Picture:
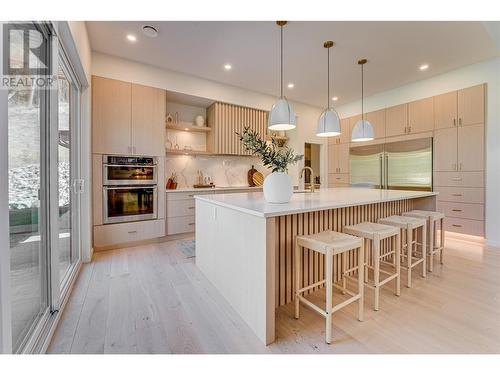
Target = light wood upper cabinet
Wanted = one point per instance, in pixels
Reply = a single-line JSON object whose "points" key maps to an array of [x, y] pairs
{"points": [[445, 110], [111, 116], [377, 119], [445, 149], [148, 120], [421, 116], [471, 148], [471, 105], [338, 158], [396, 120]]}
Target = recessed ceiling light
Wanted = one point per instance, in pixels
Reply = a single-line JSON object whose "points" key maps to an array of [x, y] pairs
{"points": [[150, 31]]}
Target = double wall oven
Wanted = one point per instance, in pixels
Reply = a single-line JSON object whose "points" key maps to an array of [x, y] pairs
{"points": [[130, 188]]}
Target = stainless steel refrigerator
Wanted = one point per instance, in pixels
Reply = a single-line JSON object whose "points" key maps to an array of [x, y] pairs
{"points": [[405, 165]]}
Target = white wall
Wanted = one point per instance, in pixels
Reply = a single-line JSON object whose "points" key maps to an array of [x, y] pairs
{"points": [[81, 41], [484, 72], [126, 70]]}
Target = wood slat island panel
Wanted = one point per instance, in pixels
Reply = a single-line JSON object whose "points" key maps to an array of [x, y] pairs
{"points": [[289, 226]]}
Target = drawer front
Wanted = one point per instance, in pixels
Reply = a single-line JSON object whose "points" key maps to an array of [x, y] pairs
{"points": [[464, 226], [171, 196], [113, 234], [338, 178], [465, 179], [462, 210], [183, 207], [183, 224], [460, 194]]}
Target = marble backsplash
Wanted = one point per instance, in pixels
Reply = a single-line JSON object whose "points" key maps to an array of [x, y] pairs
{"points": [[223, 170]]}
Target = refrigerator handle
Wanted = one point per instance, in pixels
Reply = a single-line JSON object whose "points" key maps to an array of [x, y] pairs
{"points": [[381, 172], [386, 171]]}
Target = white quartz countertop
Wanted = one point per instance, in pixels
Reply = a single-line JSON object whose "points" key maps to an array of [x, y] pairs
{"points": [[323, 199], [216, 188]]}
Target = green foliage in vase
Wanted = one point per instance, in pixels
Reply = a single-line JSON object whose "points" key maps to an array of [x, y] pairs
{"points": [[274, 157]]}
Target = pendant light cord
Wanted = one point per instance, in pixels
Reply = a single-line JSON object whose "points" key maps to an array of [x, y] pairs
{"points": [[328, 79], [281, 60]]}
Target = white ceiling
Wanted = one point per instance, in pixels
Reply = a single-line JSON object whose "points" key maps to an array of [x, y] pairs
{"points": [[394, 50]]}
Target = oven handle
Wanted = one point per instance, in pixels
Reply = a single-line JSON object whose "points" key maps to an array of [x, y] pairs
{"points": [[129, 187], [131, 165]]}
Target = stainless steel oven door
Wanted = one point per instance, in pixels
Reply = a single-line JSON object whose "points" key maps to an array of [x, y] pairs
{"points": [[129, 174], [129, 203]]}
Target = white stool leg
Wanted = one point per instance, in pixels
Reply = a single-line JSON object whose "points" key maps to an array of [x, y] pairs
{"points": [[424, 250], [297, 279], [361, 281], [329, 271], [432, 227], [441, 254], [376, 270], [409, 250], [398, 264]]}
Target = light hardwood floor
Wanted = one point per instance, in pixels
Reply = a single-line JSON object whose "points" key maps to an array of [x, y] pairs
{"points": [[151, 299]]}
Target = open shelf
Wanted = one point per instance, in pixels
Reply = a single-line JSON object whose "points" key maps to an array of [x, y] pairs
{"points": [[186, 126], [187, 152]]}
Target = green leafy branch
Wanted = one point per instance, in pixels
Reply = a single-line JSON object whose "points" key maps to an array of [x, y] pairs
{"points": [[274, 157]]}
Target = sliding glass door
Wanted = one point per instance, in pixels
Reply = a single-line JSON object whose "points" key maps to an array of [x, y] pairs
{"points": [[43, 157]]}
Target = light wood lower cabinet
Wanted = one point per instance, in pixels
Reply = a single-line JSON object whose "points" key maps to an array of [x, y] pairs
{"points": [[464, 226], [115, 234]]}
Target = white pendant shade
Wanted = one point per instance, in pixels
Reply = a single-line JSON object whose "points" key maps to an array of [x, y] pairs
{"points": [[282, 116], [362, 131], [328, 124]]}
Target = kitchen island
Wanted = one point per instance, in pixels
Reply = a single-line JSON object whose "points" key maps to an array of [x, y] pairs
{"points": [[244, 245]]}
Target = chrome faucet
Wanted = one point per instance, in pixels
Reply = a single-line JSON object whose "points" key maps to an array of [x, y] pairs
{"points": [[311, 184]]}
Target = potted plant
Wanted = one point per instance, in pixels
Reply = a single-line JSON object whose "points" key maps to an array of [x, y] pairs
{"points": [[277, 185]]}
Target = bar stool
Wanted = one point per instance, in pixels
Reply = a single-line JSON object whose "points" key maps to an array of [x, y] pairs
{"points": [[408, 225], [432, 218], [376, 233], [330, 244]]}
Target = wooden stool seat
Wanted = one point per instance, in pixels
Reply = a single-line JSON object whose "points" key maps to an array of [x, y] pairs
{"points": [[329, 243], [375, 233], [407, 225], [432, 218]]}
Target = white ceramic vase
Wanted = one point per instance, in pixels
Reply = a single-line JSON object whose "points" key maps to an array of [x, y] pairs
{"points": [[278, 187]]}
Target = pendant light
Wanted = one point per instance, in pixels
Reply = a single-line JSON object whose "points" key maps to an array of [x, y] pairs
{"points": [[329, 121], [282, 116], [362, 130]]}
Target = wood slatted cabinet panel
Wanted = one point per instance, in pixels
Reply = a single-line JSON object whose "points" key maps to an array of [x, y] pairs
{"points": [[111, 116], [421, 116], [396, 120], [226, 120], [445, 110], [377, 119], [445, 149], [148, 120], [471, 105], [471, 148], [345, 133]]}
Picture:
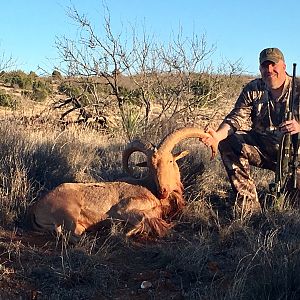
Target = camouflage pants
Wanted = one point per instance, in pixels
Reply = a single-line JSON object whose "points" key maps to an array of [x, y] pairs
{"points": [[243, 149]]}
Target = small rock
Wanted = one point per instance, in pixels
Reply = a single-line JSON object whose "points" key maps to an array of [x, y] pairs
{"points": [[146, 284]]}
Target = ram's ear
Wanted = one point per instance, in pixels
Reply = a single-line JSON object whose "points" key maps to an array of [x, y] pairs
{"points": [[180, 154], [142, 164]]}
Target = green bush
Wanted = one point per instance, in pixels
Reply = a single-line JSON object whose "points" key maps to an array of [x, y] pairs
{"points": [[6, 100], [19, 79]]}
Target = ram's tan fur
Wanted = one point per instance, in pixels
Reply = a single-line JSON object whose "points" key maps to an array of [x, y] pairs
{"points": [[79, 206], [164, 175]]}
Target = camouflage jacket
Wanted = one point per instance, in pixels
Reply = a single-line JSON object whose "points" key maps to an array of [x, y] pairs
{"points": [[256, 109]]}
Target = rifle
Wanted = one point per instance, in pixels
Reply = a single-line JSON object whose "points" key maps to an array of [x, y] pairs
{"points": [[288, 156]]}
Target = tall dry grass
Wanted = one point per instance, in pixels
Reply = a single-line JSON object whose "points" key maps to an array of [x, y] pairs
{"points": [[208, 254]]}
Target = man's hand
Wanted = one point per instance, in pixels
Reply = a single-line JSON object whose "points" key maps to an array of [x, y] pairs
{"points": [[290, 126], [211, 141]]}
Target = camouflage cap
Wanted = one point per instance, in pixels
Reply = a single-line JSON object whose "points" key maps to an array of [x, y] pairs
{"points": [[271, 54]]}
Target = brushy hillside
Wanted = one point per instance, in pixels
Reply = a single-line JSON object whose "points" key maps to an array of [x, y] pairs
{"points": [[207, 255]]}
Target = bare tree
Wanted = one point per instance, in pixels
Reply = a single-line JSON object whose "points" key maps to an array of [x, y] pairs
{"points": [[142, 74]]}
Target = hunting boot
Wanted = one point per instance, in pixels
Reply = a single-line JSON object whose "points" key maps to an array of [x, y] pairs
{"points": [[246, 207]]}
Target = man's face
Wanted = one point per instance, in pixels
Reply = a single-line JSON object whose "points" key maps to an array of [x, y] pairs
{"points": [[273, 74]]}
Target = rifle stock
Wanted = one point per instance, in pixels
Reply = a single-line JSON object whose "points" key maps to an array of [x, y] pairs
{"points": [[288, 156]]}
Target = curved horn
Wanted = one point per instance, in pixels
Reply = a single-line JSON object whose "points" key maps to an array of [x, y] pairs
{"points": [[135, 146], [169, 142]]}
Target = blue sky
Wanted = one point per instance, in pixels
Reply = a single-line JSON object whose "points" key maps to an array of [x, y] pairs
{"points": [[239, 29]]}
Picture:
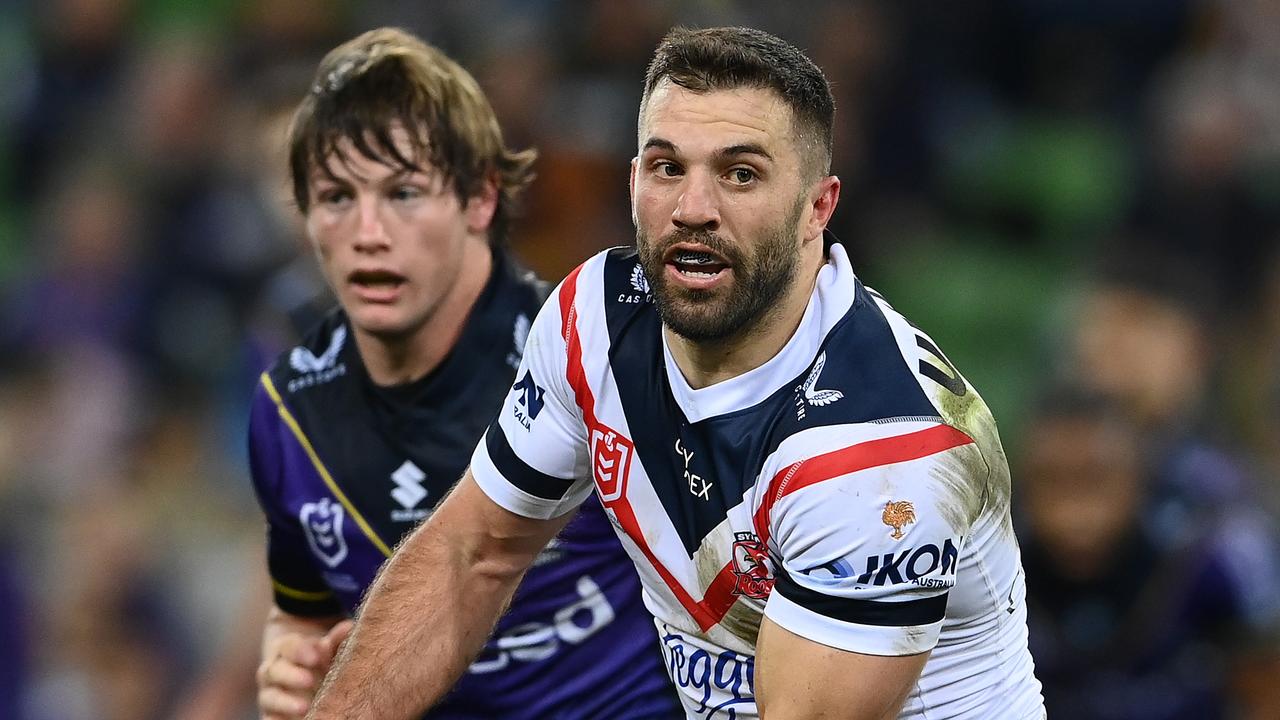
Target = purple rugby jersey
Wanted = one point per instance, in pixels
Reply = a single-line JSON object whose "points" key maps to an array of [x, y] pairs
{"points": [[344, 469]]}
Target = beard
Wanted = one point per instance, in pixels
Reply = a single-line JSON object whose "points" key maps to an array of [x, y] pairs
{"points": [[759, 281]]}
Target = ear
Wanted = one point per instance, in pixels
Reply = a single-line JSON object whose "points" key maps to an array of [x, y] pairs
{"points": [[631, 190], [481, 206], [822, 200]]}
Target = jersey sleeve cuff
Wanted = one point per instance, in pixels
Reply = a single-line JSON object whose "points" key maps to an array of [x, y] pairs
{"points": [[849, 636], [511, 497], [305, 604]]}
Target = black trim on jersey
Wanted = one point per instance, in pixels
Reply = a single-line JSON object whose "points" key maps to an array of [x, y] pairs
{"points": [[519, 473], [362, 432], [727, 451], [885, 614]]}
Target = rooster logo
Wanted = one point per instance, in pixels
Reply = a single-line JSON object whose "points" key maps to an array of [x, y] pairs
{"points": [[305, 361], [814, 396], [896, 514], [639, 281]]}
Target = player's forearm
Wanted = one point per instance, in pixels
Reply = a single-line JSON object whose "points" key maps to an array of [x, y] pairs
{"points": [[424, 620]]}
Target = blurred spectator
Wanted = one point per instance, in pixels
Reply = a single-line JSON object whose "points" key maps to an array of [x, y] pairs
{"points": [[1129, 620]]}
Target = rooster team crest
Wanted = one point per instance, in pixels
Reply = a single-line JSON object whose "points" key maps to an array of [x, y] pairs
{"points": [[639, 281], [314, 370], [897, 513], [321, 522], [814, 396], [519, 337]]}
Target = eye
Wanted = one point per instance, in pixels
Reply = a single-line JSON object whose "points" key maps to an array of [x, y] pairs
{"points": [[667, 169], [333, 196], [406, 192]]}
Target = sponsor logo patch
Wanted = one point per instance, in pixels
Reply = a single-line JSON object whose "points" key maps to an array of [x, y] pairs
{"points": [[519, 337], [808, 395]]}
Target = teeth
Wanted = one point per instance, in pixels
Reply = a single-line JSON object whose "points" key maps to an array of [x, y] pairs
{"points": [[691, 258]]}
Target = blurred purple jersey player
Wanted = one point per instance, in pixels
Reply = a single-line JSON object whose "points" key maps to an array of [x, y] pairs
{"points": [[400, 169]]}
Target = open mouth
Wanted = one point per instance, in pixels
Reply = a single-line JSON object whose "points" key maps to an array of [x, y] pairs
{"points": [[695, 263]]}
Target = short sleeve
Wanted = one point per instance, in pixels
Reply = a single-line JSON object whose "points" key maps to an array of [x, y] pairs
{"points": [[868, 534], [533, 458], [296, 583]]}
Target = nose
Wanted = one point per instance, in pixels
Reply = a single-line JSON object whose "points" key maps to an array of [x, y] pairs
{"points": [[698, 206], [370, 235]]}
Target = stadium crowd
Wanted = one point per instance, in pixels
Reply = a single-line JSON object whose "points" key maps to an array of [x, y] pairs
{"points": [[1080, 200]]}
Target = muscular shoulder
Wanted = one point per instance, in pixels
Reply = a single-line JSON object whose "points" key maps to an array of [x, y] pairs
{"points": [[323, 359]]}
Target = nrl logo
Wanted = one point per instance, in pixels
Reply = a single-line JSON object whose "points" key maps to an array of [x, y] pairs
{"points": [[897, 514], [315, 370], [639, 281]]}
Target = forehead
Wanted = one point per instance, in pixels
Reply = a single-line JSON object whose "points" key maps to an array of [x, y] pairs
{"points": [[709, 121]]}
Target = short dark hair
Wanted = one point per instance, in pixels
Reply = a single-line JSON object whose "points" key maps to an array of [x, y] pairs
{"points": [[387, 77], [726, 58]]}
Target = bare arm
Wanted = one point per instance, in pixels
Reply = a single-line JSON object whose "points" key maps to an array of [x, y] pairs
{"points": [[296, 655], [799, 678], [432, 607]]}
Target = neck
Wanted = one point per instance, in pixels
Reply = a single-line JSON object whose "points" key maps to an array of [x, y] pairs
{"points": [[705, 363], [393, 360]]}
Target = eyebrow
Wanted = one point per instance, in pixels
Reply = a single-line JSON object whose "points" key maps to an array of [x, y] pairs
{"points": [[723, 154]]}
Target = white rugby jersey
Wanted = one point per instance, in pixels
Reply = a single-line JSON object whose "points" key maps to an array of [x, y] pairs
{"points": [[853, 488]]}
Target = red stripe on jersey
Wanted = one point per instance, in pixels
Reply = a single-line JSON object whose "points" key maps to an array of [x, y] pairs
{"points": [[574, 343], [862, 456], [718, 597]]}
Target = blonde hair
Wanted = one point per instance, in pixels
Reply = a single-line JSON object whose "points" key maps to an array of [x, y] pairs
{"points": [[388, 78]]}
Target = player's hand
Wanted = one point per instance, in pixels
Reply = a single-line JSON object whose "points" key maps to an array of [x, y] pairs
{"points": [[292, 670]]}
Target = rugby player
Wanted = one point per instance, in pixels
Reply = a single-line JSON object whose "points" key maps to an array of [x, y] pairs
{"points": [[400, 169], [816, 499]]}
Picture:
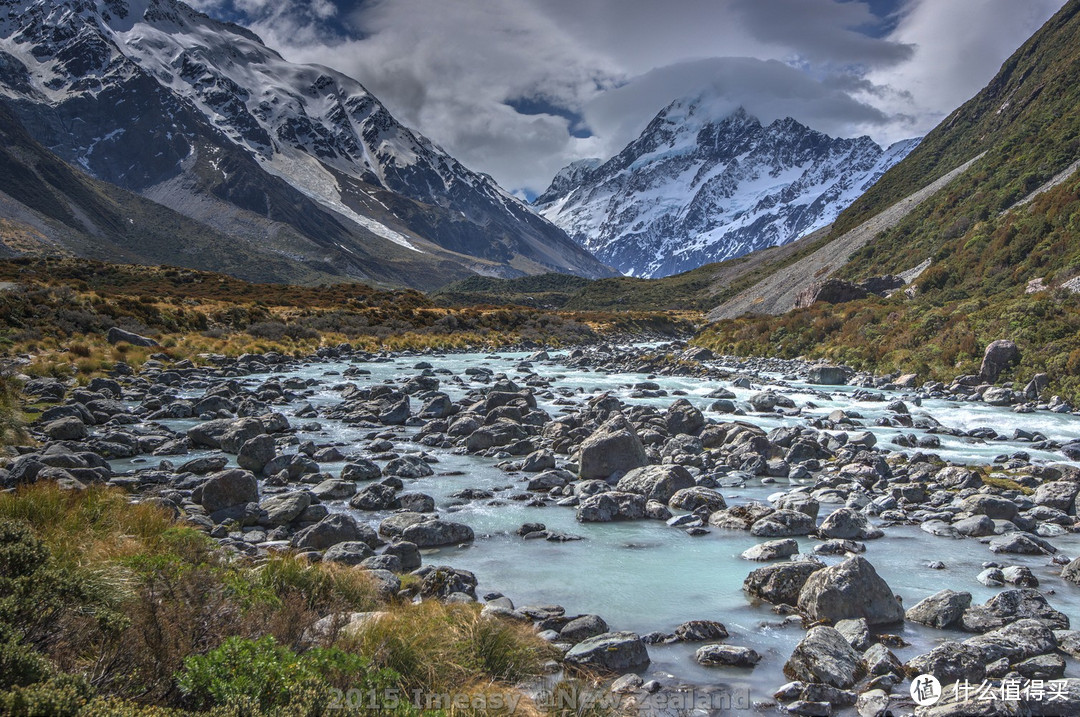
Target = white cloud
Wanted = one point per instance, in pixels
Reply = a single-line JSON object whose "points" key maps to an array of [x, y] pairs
{"points": [[448, 68]]}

═══

TASK PROMPT: Take the line containing "Target = blonde hair" as the first line and the last line of the data above as the final one, and output exactly the lines between them, inclusive, with no pictures.

RESPONSE BELOW:
Target = blonde hair
Wanted = one point per instance, in pixels
Reply = a single-line JSON object whose "points" key maps to an array of [x, y] pairs
{"points": [[388, 78]]}
Target = player's hand
Wanted = one point per instance, in pixels
Reply = a single-line JSON object whose "points" key maps to an array of [x, y] pairs
{"points": [[292, 670]]}
Target = rugby player
Wanted = one point per instance, in pixels
Reply = a single-line JSON object whose "points" key maps to an array of [x, y] pairs
{"points": [[400, 169], [816, 499]]}
Picture:
Target = white cloud
Wanted = one point per instance, in pixels
Reply = a single-line JSON object whose "points" key maps to an array of [x, y] pairs
{"points": [[448, 68]]}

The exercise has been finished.